[INSTRUCTIONS TO FOLLOW]: In the DIY LED thread, starting with "(1) I don't" and going on through "but not now.", write the passage again with "canopy" changed to "hood" throughout.

[EXCERPT]:
********************
# One More DIY LED Thread...



## andyh (Jan 30, 2009)

I have had a 135g planted tank (low pH Angelfish/Discus) and used a Coralife 4X96W Lunar light for 3 years with mixed results. I have tried CO2 and Flourish Excel (and both together). The CO2 is a big challenge since I use a sump/trickle filter, but that's not what I want to discuss right now.

I've been bothered for awhile about the cost of both the electricity (400W) and the cost of the 96W bulbs every 6-8 months. I finally sat down and did the math, and since I can afford to make a one-time "investment", I've decided to go with DIY LED lighting. The last straw was when the 96W square-pin configuration bulbs went up in cost again to $45 each. I should be able to cut my electric bill almost in half with this. The 6 ft tank is going to get 60 Cree XR-E LED's (Q5 bin and 6500K color), which produce 228 lumen each at 1000ma. I have a few ideas that I wanted to see if anyone can address.

(1) I don't want high voltage at the canopy (I'm making a full new canopy for this with furniture-quality Cherry wood). To accomplish this, I plan to use a Mean Well SP-240-24 switching power supply that will be in the (existing, also Cherry wood) base, and deliver 24V, 10A power to the canopy. The 60 Cree's will be in 10 series-strings of 6 LED's each (voltage drop 3.7v each LED). My concern is that if an LED fails, which will cause a string to go out, which will cause the amperage on the remaining nine strings to go up over the 1000ma manufacturer's specification, causing a chain reaction of failures. What is the best way today to limit each string to 1000ma off of the switching power without getting into buckpucks, etc.? I'm not afraid of some soldering/work to build a constant current solution. I'd like to add a PWM dimmer to the system later, but not now. 

(2) It's obvious that I'll need serious heatsinking. I was actually thinking of attaching the LED's to a titanium or stainless steel square tube to water cool them with aquarium water, and potentially lower my 600W heating system to keep the system at 83 degrees for the Discus (no problem with overheating the system - filtration system is shared with a bunch of breeding tanks so there's plenty to bleed off any heat). Possibly additional cost savings. Anybody ever heard of anyone doing this? Conceptually it works, and I have enough experience to handle the "water-near-electrical" to be safe. 

Ideas/reactions/insults?


----------



## Cory Keeper (Dec 11, 2008)

Your calcs seem right on, good work. 60 LEDs sounds about right for a good medium amount of light. That is not high light though, nor expect it to be.

Your assessment of the current situation is about acurate. To prevent too much current passing through the strings I used this http://www.instructables.com/id/EK2XAPS11GEWOF2YSD/ . However you fail to grasp something here, that 10A rating is usually max SHORT burst, not sustained. Your PSU would probably fail within the 1-6 months depending. A second PSU is in order, even more so if you want to get to high lighting. Or you could lower the current on all 10 strings to 700-750mA.
********************
[ENTRIES SUPPLIED]:
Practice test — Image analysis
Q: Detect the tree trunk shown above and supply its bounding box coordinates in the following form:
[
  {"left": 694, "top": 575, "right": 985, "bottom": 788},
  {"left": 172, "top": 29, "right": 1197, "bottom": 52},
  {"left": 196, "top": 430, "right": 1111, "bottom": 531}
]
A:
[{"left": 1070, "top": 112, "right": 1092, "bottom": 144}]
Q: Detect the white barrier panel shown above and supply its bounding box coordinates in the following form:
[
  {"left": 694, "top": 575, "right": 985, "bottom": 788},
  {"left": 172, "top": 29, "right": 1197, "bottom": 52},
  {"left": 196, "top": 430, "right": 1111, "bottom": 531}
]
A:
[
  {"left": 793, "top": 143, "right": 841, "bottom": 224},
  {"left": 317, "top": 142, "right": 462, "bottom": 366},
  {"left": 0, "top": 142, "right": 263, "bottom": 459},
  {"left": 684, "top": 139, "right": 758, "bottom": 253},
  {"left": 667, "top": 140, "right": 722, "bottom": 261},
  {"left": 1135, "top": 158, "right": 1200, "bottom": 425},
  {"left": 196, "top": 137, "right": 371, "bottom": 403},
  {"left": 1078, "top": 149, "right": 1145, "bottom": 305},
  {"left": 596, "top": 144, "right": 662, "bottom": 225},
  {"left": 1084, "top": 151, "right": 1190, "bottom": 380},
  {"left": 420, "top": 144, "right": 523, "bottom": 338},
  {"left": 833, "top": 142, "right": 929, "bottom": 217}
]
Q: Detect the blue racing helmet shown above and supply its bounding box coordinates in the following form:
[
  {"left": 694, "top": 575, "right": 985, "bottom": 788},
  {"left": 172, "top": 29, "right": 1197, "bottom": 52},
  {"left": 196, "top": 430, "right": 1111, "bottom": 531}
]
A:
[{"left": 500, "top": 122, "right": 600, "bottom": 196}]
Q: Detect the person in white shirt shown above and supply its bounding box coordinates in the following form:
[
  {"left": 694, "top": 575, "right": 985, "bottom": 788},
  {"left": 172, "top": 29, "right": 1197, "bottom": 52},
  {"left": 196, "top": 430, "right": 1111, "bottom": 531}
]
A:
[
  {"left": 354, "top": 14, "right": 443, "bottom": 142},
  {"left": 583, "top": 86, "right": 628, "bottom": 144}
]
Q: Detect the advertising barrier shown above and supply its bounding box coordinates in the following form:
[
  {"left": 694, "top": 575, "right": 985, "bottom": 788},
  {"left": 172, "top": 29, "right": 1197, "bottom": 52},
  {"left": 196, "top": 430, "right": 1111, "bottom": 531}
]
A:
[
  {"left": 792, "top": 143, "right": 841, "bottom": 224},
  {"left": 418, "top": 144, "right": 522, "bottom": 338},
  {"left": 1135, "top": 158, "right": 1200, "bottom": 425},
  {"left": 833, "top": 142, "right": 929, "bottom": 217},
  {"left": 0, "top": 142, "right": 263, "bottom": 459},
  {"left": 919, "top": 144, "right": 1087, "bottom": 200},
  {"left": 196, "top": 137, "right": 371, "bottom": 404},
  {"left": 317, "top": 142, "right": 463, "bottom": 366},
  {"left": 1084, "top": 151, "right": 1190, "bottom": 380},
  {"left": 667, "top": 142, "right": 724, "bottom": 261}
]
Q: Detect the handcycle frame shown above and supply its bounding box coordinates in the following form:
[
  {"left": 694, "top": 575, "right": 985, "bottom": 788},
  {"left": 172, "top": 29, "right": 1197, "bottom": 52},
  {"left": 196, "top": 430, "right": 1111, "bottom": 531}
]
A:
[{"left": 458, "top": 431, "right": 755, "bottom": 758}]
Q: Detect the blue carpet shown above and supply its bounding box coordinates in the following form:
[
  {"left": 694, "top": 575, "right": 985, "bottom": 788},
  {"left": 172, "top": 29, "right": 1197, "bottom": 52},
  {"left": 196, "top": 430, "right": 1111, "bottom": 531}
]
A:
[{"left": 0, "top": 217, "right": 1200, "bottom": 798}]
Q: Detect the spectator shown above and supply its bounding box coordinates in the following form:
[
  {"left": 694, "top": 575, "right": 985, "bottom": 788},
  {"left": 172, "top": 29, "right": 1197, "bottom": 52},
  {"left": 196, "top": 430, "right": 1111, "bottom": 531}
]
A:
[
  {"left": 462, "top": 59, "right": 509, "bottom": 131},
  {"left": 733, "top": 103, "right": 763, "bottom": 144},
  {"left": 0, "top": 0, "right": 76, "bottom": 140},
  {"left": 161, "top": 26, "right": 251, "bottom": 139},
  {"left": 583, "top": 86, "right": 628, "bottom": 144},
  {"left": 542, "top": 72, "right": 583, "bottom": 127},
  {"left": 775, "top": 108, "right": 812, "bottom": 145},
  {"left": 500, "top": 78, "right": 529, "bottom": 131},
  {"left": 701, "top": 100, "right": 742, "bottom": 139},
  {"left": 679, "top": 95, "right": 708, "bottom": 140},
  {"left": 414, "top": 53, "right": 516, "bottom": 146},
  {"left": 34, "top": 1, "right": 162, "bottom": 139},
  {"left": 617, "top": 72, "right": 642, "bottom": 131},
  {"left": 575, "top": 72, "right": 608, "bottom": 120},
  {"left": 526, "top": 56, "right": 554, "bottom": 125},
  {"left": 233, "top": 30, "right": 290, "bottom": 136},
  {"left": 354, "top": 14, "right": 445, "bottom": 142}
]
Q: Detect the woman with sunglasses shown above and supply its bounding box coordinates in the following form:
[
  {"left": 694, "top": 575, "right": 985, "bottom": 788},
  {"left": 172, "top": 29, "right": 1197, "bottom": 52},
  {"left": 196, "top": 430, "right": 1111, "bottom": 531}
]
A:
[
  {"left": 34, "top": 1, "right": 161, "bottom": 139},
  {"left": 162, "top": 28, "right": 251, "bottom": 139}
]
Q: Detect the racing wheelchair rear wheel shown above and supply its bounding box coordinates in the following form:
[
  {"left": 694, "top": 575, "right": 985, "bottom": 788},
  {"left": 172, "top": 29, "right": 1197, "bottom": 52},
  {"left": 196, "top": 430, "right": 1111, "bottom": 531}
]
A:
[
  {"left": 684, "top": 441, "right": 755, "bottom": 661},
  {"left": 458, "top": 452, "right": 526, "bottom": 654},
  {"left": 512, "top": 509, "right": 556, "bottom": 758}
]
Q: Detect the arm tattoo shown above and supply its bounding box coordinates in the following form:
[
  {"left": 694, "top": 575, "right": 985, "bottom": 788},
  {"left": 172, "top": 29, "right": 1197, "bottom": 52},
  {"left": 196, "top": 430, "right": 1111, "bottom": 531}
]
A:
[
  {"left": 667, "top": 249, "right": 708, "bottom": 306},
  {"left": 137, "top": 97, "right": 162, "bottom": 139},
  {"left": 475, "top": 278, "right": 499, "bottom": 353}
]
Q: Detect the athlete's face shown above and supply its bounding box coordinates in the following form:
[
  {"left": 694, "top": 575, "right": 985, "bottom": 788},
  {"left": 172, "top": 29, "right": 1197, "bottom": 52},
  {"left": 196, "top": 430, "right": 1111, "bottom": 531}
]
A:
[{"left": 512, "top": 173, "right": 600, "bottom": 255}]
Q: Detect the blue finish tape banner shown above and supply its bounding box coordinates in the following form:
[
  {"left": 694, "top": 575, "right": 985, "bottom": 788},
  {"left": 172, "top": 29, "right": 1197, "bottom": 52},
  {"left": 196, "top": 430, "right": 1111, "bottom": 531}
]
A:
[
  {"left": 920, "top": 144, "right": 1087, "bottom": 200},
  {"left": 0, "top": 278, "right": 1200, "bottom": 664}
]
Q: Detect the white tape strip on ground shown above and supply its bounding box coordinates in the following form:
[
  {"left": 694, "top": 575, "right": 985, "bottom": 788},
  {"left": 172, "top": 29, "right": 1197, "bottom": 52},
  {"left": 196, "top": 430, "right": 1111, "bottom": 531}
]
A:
********************
[WRITTEN REPLY]:
(1) I don't want high voltage at the hood (I'm making a full new hood for this with furniture-quality Cherry wood). To accomplish this, I plan to use a Mean Well SP-240-24 switching power supply that will be in the (existing, also Cherry wood) base, and deliver 24V, 10A power to the hood. The 60 Cree's will be in 10 series-strings of 6 LED's each (voltage drop 3.7v each LED). My concern is that if an LED fails, which will cause a string to go out, which will cause the amperage on the remaining nine strings to go up over the 1000ma manufacturer's specification, causing a chain reaction of failures. What is the best way today to limit each string to 1000ma off of the switching power without getting into buckpucks, etc.? I'm not afraid of some soldering/work to build a constant current solution. I'd like to add a PWM dimmer to the system later, but not now.